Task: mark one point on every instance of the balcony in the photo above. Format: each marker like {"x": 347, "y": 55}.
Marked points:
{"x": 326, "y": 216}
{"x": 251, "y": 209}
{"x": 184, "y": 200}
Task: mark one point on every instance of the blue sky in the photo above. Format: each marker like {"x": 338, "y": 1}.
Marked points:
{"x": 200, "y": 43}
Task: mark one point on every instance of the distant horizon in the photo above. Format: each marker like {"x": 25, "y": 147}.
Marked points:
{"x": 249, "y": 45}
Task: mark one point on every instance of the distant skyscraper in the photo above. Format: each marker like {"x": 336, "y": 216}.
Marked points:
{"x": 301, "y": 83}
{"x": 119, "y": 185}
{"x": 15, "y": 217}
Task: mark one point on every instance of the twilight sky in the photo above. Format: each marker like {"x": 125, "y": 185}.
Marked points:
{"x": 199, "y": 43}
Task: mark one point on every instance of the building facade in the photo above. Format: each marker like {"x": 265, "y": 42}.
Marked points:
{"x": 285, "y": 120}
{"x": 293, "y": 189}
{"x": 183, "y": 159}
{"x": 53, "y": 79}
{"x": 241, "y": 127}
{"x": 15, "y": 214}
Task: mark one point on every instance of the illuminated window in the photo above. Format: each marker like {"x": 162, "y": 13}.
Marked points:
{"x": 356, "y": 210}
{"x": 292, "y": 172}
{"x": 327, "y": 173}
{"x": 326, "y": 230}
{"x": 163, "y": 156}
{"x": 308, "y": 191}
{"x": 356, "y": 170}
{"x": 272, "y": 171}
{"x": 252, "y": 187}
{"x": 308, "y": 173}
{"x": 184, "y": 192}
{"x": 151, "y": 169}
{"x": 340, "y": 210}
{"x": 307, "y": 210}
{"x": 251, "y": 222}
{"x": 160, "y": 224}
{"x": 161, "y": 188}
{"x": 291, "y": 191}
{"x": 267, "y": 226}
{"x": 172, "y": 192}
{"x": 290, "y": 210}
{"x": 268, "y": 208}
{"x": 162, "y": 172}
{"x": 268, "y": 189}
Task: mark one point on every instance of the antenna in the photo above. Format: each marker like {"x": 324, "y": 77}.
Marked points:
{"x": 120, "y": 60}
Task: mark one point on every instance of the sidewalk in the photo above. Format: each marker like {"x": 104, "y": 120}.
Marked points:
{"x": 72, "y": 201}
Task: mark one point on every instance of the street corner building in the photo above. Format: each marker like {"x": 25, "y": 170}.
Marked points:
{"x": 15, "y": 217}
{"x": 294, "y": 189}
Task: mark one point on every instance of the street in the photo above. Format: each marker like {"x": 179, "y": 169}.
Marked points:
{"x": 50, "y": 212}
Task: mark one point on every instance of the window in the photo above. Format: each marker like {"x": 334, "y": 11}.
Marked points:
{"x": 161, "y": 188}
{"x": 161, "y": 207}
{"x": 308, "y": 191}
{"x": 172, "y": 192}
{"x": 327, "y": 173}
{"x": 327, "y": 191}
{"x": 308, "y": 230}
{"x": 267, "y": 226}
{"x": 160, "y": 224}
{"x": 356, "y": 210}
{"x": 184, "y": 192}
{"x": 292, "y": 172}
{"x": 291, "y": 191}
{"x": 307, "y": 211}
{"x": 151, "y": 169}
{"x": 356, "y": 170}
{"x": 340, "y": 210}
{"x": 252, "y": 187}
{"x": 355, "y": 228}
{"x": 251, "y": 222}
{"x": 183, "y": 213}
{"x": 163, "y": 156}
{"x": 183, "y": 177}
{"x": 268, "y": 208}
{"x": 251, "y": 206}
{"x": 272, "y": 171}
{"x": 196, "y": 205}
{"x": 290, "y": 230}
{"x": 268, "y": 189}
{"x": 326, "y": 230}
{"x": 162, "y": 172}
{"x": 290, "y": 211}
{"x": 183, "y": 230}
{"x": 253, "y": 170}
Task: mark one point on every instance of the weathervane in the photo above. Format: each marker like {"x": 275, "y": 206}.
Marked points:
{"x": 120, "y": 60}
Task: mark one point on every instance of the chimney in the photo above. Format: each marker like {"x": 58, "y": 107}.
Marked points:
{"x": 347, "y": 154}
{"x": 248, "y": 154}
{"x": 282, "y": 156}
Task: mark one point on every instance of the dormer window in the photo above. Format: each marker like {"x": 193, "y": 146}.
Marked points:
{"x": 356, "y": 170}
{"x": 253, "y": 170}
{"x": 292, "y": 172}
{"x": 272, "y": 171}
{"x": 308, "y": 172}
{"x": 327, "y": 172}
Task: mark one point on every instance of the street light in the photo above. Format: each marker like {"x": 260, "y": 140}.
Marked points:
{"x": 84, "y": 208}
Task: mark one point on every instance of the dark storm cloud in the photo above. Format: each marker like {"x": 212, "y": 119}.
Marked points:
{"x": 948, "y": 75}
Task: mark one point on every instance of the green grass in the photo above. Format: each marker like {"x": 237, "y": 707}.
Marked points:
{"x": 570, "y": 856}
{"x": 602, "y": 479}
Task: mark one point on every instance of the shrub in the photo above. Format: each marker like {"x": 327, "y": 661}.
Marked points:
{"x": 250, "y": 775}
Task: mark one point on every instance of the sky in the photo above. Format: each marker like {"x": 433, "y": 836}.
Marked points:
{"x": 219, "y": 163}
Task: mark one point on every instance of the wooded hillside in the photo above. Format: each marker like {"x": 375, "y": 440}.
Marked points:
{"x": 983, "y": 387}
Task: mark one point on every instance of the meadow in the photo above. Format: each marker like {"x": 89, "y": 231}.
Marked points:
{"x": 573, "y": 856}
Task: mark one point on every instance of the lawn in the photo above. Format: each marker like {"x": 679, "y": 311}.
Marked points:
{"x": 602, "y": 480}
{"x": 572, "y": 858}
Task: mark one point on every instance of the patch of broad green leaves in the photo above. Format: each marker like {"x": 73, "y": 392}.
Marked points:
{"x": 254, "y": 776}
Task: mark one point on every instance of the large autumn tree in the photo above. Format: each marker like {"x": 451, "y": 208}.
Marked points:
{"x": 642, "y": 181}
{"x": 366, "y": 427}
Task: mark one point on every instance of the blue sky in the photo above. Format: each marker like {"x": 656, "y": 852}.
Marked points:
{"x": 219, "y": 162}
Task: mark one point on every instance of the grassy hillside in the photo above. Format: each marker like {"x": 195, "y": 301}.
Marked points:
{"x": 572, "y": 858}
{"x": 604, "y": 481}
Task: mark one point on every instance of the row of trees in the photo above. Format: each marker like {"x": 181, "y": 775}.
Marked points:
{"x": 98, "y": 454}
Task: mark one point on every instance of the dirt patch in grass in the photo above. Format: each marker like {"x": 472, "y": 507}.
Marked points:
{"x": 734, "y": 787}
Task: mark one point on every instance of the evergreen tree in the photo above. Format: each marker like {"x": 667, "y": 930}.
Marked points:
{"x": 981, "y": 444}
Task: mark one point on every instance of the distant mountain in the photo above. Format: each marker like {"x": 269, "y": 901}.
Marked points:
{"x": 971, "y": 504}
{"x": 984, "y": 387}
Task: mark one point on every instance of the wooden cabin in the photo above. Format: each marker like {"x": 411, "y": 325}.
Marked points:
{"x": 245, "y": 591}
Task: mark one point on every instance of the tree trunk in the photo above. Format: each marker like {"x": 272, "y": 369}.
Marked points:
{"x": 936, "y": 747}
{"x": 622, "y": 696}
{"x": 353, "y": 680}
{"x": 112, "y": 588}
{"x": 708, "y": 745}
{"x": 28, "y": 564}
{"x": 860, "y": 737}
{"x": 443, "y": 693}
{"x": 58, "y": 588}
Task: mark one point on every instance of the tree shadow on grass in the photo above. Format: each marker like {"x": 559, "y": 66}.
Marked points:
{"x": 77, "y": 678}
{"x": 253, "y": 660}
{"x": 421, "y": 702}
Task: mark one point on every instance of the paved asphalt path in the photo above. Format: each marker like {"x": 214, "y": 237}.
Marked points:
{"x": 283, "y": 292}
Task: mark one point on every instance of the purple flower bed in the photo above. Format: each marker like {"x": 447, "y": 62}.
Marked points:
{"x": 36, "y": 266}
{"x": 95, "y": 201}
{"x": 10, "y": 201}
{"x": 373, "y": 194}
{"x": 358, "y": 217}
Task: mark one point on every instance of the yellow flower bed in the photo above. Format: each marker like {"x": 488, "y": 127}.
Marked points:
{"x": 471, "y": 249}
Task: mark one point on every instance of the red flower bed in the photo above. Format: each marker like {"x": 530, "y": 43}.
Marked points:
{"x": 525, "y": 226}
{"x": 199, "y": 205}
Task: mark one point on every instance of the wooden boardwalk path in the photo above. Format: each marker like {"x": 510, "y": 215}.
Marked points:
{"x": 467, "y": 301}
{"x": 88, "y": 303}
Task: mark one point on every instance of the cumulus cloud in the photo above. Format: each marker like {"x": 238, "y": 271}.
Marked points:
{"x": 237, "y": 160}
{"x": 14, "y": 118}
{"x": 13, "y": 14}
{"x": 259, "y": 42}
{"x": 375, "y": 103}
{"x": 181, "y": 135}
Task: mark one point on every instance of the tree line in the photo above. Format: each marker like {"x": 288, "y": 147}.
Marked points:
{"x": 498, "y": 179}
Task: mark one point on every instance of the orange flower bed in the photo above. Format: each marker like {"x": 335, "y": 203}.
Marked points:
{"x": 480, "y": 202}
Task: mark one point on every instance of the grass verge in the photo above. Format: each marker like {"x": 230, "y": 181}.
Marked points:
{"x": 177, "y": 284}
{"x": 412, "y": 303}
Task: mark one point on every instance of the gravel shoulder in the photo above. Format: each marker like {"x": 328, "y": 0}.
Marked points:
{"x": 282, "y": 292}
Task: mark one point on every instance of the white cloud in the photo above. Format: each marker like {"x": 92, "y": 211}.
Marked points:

····················

SET PROBLEM:
Reproduce the records verbatim, beginning with the line that contains "Task: mark one point on every instance of the grass verge" and continuing through the final line of the records.

SOLUTION TO THIS PROBLEM:
Task: mark one point on every instance of the grass verge in the photo above. Format: each marker like {"x": 230, "y": 181}.
Marked points:
{"x": 177, "y": 284}
{"x": 412, "y": 303}
Task: mark one point on every instance of the gravel shoulder in the photo above. Format: each marker like {"x": 328, "y": 0}.
Marked points:
{"x": 282, "y": 292}
Task: mark one point on every instance of the white cloud in the photo above. Format: each marker like {"x": 92, "y": 211}.
Marked points:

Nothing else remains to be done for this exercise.